[Data for analysis]
---

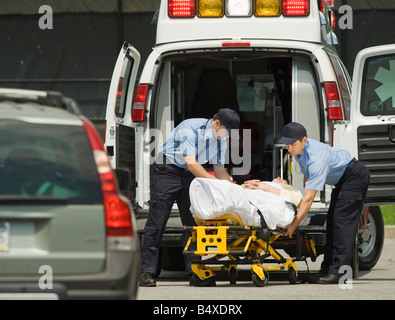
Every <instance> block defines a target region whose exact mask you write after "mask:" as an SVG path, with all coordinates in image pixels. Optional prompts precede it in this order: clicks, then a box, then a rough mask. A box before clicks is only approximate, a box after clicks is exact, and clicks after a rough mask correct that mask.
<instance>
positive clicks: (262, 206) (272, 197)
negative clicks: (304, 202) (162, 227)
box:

---

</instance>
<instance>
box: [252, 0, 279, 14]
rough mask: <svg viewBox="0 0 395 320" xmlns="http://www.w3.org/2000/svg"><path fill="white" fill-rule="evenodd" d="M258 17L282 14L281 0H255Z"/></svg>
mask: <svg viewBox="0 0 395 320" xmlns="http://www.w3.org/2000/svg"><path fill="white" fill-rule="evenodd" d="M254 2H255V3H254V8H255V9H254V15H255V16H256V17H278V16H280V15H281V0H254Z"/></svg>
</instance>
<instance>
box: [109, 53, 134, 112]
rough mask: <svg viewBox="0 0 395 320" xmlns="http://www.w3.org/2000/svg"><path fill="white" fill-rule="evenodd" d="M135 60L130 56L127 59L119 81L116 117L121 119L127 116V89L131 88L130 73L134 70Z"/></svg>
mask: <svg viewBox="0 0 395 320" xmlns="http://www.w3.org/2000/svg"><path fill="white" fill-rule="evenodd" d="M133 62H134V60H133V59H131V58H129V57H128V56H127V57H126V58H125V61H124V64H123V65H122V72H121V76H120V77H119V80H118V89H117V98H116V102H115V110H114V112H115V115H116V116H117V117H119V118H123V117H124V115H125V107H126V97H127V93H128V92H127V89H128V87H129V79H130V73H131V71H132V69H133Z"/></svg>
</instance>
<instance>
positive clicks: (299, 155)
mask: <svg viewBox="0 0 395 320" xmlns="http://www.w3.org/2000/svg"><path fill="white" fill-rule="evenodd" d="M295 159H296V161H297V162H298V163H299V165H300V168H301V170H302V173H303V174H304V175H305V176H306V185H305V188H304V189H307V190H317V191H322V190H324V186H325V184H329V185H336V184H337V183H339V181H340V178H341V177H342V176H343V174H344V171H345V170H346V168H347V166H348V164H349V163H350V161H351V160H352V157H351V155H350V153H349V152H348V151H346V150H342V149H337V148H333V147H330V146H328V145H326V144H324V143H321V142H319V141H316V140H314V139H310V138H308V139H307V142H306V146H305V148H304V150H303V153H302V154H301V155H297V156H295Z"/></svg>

---

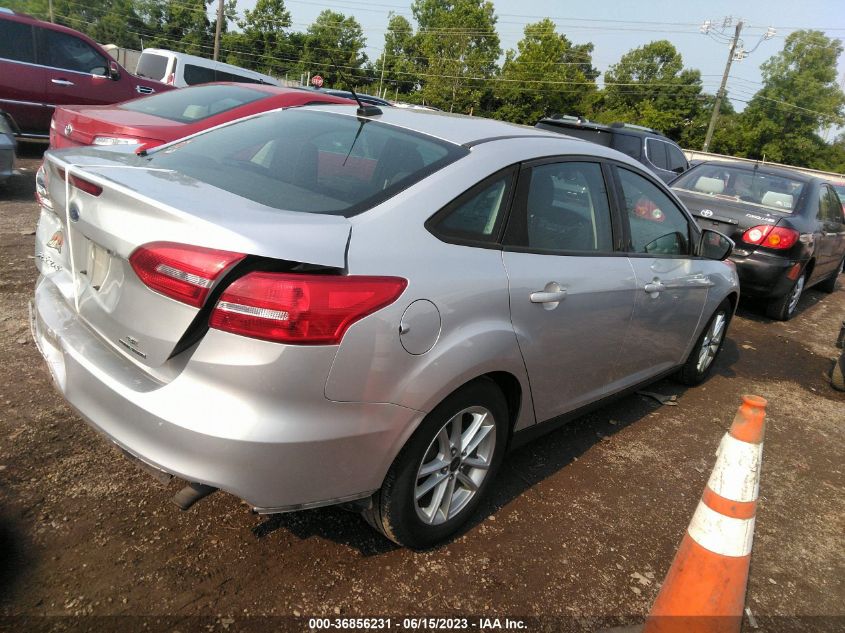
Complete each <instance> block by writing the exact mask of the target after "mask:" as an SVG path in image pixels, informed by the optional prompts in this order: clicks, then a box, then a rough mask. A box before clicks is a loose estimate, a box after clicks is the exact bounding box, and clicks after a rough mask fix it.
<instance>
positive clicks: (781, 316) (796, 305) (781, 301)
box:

---

[Task instructions]
Copy out the lines of the records above word for word, starting at the line that contains "Every <instance> block" and ending at the line that contains "positive clicks: (262, 206) (272, 197)", with both of those lines included.

[Output]
Every <instance> block defines a target region whose exact mask you write after "mask:" as an SVG path, with all coordinates in image pixels. Optional prompts precede it in this order: clicks, then a box, then a rough mask. A box before clicks is only approximate, a box after clicks is exact, and clicks after a rough mask correct that mask.
<instance>
positive clicks: (262, 206) (272, 197)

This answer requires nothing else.